*Problem statement*: Return only those lines of the records below in which "target" appears.

*Extracted data*:
- - - -
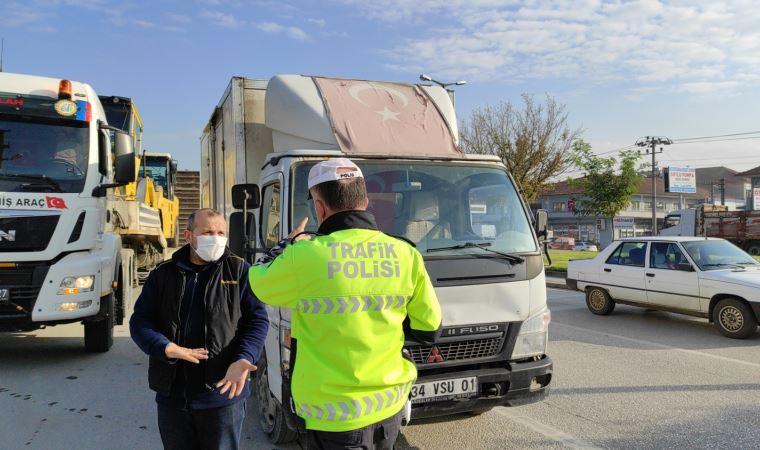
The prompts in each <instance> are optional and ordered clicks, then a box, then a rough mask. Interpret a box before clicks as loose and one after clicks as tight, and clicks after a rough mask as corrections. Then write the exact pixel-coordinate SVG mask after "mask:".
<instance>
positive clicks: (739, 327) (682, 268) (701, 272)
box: [567, 236, 760, 339]
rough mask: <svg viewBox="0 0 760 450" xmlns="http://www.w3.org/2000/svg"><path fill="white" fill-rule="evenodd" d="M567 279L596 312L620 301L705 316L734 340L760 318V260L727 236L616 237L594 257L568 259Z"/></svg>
mask: <svg viewBox="0 0 760 450" xmlns="http://www.w3.org/2000/svg"><path fill="white" fill-rule="evenodd" d="M567 284H568V286H570V287H571V288H573V289H577V290H579V291H582V292H585V293H586V305H587V306H588V309H589V310H590V311H591V312H592V313H594V314H597V315H608V314H610V313H612V310H613V309H615V304H617V303H622V304H624V305H633V306H641V307H644V308H648V309H657V310H662V311H669V312H674V313H680V314H686V315H690V316H696V317H704V318H706V319H709V320H710V322H713V323H714V324H715V327H716V328H717V329H718V331H720V332H721V333H722V334H723V335H724V336H727V337H730V338H734V339H745V338H748V337H750V336H752V335H753V334H754V333H755V331H756V330H757V324H758V317H760V263H758V262H757V261H755V260H754V259H753V258H752V257H751V256H750V255H748V254H747V253H745V252H744V251H742V250H741V249H740V248H738V247H737V246H735V245H734V244H732V243H730V242H728V241H726V240H724V239H718V238H699V237H662V236H658V237H640V238H630V239H623V240H620V241H615V242H613V243H612V245H610V246H609V247H607V248H606V249H604V250H603V251H602V252H601V253H599V255H597V256H596V258H593V259H587V260H573V261H570V262H569V263H568V267H567Z"/></svg>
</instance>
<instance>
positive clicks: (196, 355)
mask: <svg viewBox="0 0 760 450" xmlns="http://www.w3.org/2000/svg"><path fill="white" fill-rule="evenodd" d="M164 354H166V357H167V358H169V359H182V360H185V361H188V362H191V363H193V364H199V363H200V362H201V360H202V359H208V350H206V349H205V348H185V347H180V346H179V345H177V344H175V343H174V342H170V343H169V344H168V345H167V346H166V348H164Z"/></svg>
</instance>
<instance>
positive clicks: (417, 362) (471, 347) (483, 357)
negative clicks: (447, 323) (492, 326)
mask: <svg viewBox="0 0 760 450" xmlns="http://www.w3.org/2000/svg"><path fill="white" fill-rule="evenodd" d="M503 343H504V335H501V336H499V337H491V338H486V339H473V340H468V341H456V342H446V343H441V344H436V345H435V346H432V345H413V346H408V347H406V349H407V350H408V351H409V354H410V355H411V357H412V361H414V363H415V364H418V365H422V364H432V363H436V362H438V363H441V362H447V361H463V360H470V359H480V358H489V357H492V356H496V355H498V354H499V351H501V346H502V344H503ZM433 347H436V348H437V349H438V355H440V356H441V358H442V359H443V361H441V360H438V359H437V358H435V354H434V352H433ZM431 355H432V356H431ZM428 360H429V362H428Z"/></svg>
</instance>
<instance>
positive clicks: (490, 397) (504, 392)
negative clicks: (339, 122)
mask: <svg viewBox="0 0 760 450" xmlns="http://www.w3.org/2000/svg"><path fill="white" fill-rule="evenodd" d="M553 366H554V364H553V362H552V360H551V358H549V357H548V356H544V357H543V358H542V359H540V360H538V361H529V362H522V363H507V367H505V368H488V369H478V370H467V371H462V372H451V373H446V374H441V375H433V376H429V377H426V376H423V377H420V378H418V379H417V382H418V383H424V382H429V381H436V380H445V379H450V378H461V377H477V378H478V393H477V395H476V396H474V397H469V398H458V399H450V400H443V401H435V402H429V403H419V404H413V405H412V421H414V420H415V419H420V418H426V417H437V416H446V415H451V414H458V413H463V412H471V411H482V410H486V409H490V408H493V407H495V406H519V405H524V404H527V403H533V402H537V401H540V400H542V399H544V397H546V396H547V395H548V394H549V384H550V383H551V378H552V372H553Z"/></svg>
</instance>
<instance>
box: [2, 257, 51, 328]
mask: <svg viewBox="0 0 760 450" xmlns="http://www.w3.org/2000/svg"><path fill="white" fill-rule="evenodd" d="M47 271H48V266H47V265H43V264H39V263H24V264H19V265H18V267H14V268H0V289H7V290H8V300H7V301H4V300H0V319H24V318H26V319H29V318H31V317H30V316H31V314H32V310H33V309H34V304H35V302H36V301H37V296H38V295H39V293H40V289H41V288H42V282H43V281H44V280H45V275H47Z"/></svg>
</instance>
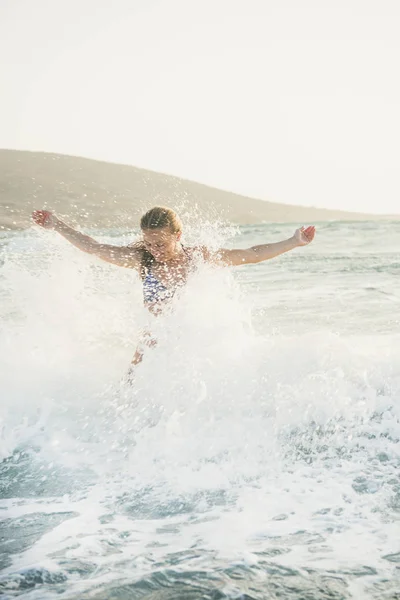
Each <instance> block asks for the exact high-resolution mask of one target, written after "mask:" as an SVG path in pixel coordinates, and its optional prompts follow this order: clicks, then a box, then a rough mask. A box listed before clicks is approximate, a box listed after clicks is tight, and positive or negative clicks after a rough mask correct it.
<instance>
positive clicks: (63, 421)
mask: <svg viewBox="0 0 400 600" xmlns="http://www.w3.org/2000/svg"><path fill="white" fill-rule="evenodd" d="M316 225H317V235H316V238H315V240H314V242H313V243H312V244H310V245H309V246H306V247H303V248H297V249H296V250H293V251H292V252H290V253H287V254H285V255H283V256H280V257H278V258H275V259H273V260H269V261H266V262H264V263H260V264H256V265H248V266H241V267H236V268H221V267H214V266H209V265H198V267H197V269H196V270H195V272H193V273H192V274H191V276H190V277H189V280H188V283H187V285H186V287H185V288H184V289H182V291H181V292H180V293H179V294H178V295H177V296H176V298H175V301H174V303H173V305H171V306H170V307H169V308H168V310H167V311H166V313H165V314H164V315H162V316H160V317H157V318H154V317H151V316H149V315H148V314H147V313H146V311H145V310H144V308H143V305H142V295H141V294H142V292H141V283H140V279H139V277H138V275H137V274H136V273H135V272H134V271H132V270H129V269H124V268H119V267H115V266H113V265H110V264H107V263H105V262H101V261H100V260H99V259H97V258H95V257H93V256H90V255H87V254H84V253H82V252H80V251H79V250H77V249H76V248H74V247H73V246H71V245H70V244H69V243H68V242H66V241H65V240H64V239H63V238H61V237H60V236H59V235H58V234H57V233H55V232H51V231H44V230H39V228H31V229H28V230H25V231H14V232H3V233H1V234H0V317H1V320H0V394H1V399H0V497H1V499H0V569H1V572H0V597H1V598H2V600H11V599H14V598H21V599H22V598H23V599H26V600H28V599H29V600H53V599H56V598H57V599H59V600H67V599H68V600H89V599H90V600H136V599H138V600H139V599H141V600H222V599H230V600H272V599H278V598H279V599H280V600H282V599H283V600H286V599H287V600H328V599H329V600H344V599H348V598H354V599H356V600H363V599H379V600H395V599H397V600H398V599H399V598H400V469H399V467H400V222H396V221H376V222H373V221H371V222H339V221H337V222H324V223H317V224H316ZM294 229H295V225H291V224H279V223H269V224H264V225H254V226H253V225H248V226H241V227H228V226H224V225H223V224H222V225H221V224H213V223H200V222H198V221H196V220H195V221H193V222H188V223H187V224H186V229H185V235H186V237H185V243H187V244H189V245H191V244H193V243H202V244H207V245H209V246H210V247H213V248H218V247H221V246H226V247H242V248H244V247H248V246H252V245H255V244H262V243H267V242H275V241H278V240H281V239H286V238H288V237H290V236H291V235H293V232H294ZM85 231H86V232H88V233H90V234H91V235H93V236H95V237H96V238H97V239H99V240H101V241H108V242H111V243H115V244H118V245H119V244H125V243H127V242H131V241H134V240H135V239H137V237H138V234H139V233H138V231H126V230H122V229H121V230H111V229H108V230H96V231H94V230H89V229H86V230H85ZM143 327H147V328H150V329H151V331H152V334H153V335H154V336H155V338H156V339H157V345H156V346H155V347H153V348H150V349H149V350H148V351H147V352H146V354H145V357H144V360H143V362H142V363H141V364H140V365H139V366H138V367H137V368H136V370H135V372H134V374H133V376H132V377H131V378H129V377H128V376H127V372H128V367H129V363H130V360H131V358H132V356H133V353H134V350H135V346H136V343H137V340H138V337H139V336H140V331H141V330H142V329H143Z"/></svg>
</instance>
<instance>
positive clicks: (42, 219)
mask: <svg viewBox="0 0 400 600" xmlns="http://www.w3.org/2000/svg"><path fill="white" fill-rule="evenodd" d="M32 219H33V221H34V222H35V223H36V225H39V226H40V227H44V228H45V229H55V228H56V227H57V225H58V223H59V222H60V220H59V219H58V218H57V217H56V215H53V213H51V212H50V211H48V210H35V211H33V213H32Z"/></svg>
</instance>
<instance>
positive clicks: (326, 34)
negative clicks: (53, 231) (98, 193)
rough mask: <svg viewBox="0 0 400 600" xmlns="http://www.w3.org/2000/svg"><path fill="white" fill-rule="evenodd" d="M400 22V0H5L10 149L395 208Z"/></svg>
mask: <svg viewBox="0 0 400 600" xmlns="http://www.w3.org/2000/svg"><path fill="white" fill-rule="evenodd" d="M399 31H400V0H0V57H1V58H0V61H1V64H0V67H1V69H0V147H3V148H20V149H29V150H46V151H54V152H61V153H66V154H74V155H79V156H88V157H92V158H100V159H105V160H111V161H115V162H125V163H128V164H135V165H137V166H141V167H146V168H149V169H153V170H156V171H163V172H166V173H171V174H174V175H179V176H182V177H186V178H189V179H194V180H196V181H200V182H203V183H208V184H210V185H214V186H217V187H221V188H224V189H229V190H232V191H236V192H239V193H245V194H249V195H253V196H256V197H261V198H266V199H269V200H273V201H277V202H285V203H294V204H304V205H314V206H322V207H330V208H346V209H351V210H359V211H369V212H377V213H378V212H392V213H394V212H396V213H400V76H399V71H400V35H399ZM0 168H1V165H0Z"/></svg>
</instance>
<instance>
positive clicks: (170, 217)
mask: <svg viewBox="0 0 400 600" xmlns="http://www.w3.org/2000/svg"><path fill="white" fill-rule="evenodd" d="M140 228H141V230H142V231H143V230H145V229H153V230H154V229H164V228H168V229H169V230H170V231H171V233H180V232H181V231H182V223H181V220H180V218H179V217H178V215H177V214H176V212H175V211H173V210H172V208H167V207H166V206H154V207H153V208H151V209H150V210H148V211H147V212H146V213H145V214H144V215H143V216H142V218H141V219H140ZM130 246H131V248H137V249H138V250H141V252H142V261H141V266H140V275H141V277H142V279H144V278H145V277H146V274H147V272H148V270H149V269H150V268H151V265H152V264H153V263H154V260H155V259H154V256H153V255H152V254H151V253H150V252H149V251H148V250H147V248H146V246H145V244H144V242H142V241H140V242H136V243H133V244H130Z"/></svg>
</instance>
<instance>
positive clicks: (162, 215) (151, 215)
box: [140, 206, 182, 233]
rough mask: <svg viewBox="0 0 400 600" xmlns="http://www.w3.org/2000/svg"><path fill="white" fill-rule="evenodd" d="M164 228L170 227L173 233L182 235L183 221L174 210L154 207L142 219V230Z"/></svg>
mask: <svg viewBox="0 0 400 600" xmlns="http://www.w3.org/2000/svg"><path fill="white" fill-rule="evenodd" d="M164 227H168V229H169V230H170V231H171V233H180V232H181V231H182V223H181V220H180V218H179V217H178V215H177V214H176V212H175V211H173V210H172V208H167V207H166V206H154V207H153V208H151V209H150V210H148V211H147V213H145V214H144V215H143V217H142V218H141V219H140V228H141V229H142V230H143V229H162V228H164Z"/></svg>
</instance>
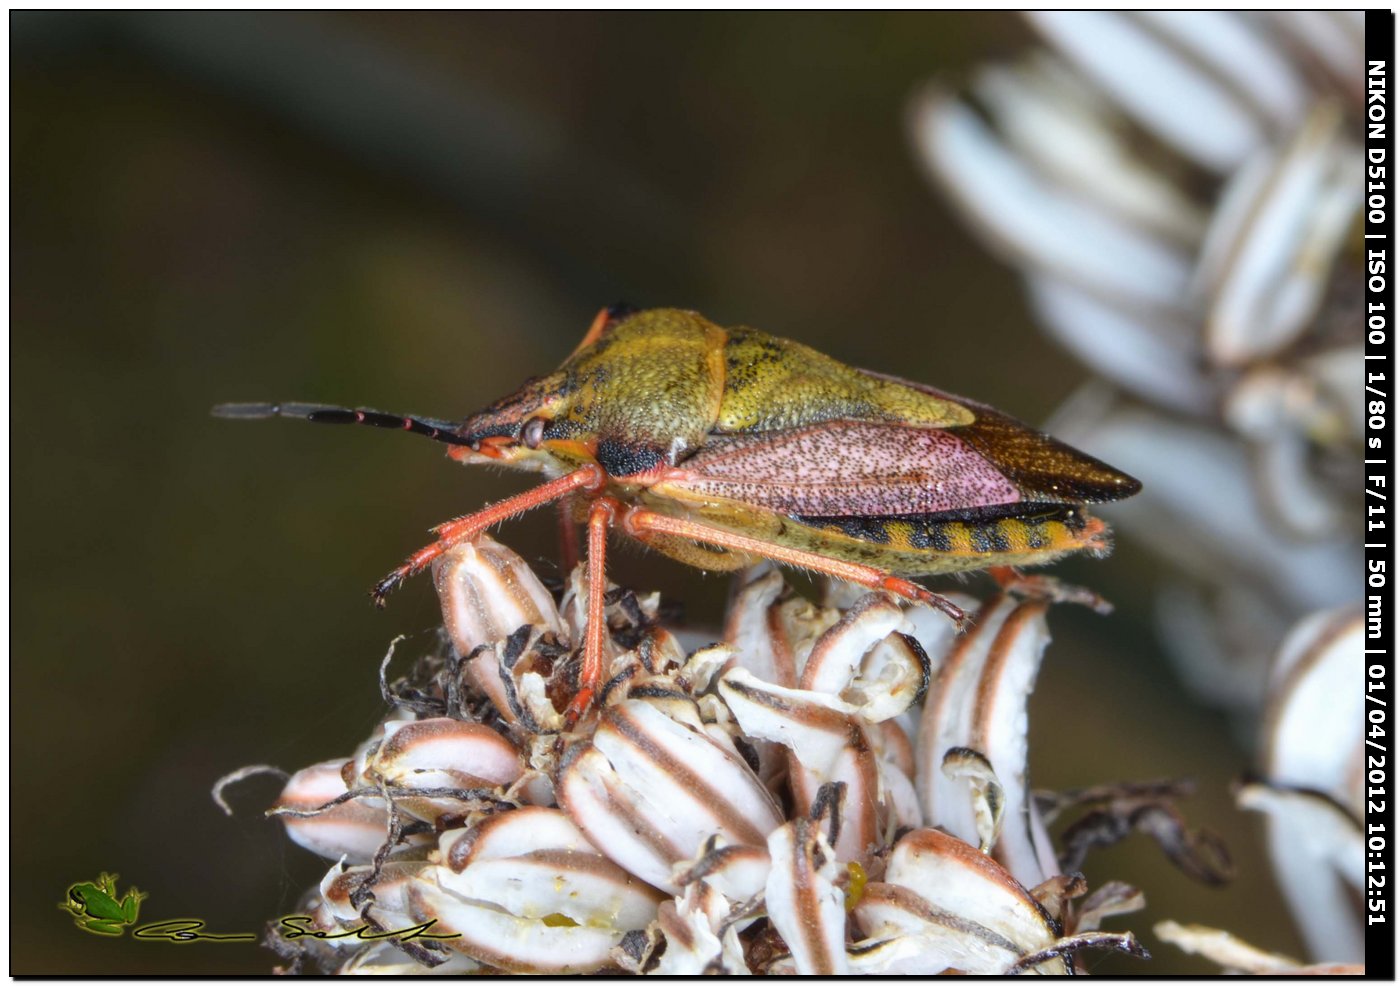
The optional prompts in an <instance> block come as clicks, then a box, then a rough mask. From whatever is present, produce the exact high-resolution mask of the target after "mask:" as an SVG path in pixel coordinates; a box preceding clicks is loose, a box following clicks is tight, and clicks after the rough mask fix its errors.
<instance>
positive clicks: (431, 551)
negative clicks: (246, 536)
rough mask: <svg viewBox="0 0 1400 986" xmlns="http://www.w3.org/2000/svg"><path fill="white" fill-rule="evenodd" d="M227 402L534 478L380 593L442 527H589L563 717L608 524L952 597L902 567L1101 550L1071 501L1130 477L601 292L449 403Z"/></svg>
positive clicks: (638, 530)
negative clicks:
- - - -
*The completed task*:
Each <instance> block asks for the exact high-resolution mask of one target, written after "mask:" as an SVG path in pixel coordinates, and its optional prompts follow this order: clicks, then a box, then a rough mask. A box listed before clicks is approximate, a box listed after clicks is tight, and positive or negative clicks after a rough mask correct it.
The optional prompts in an <instance> block come as clicks, then a box, then a rough mask. From whatever is present, produce the exact high-resolution mask of the target after "mask:" as an SVG path in pixel coordinates; a box preceding clicks is loose, a box following clicks is tight, and clicks after the rough mask fix its errors.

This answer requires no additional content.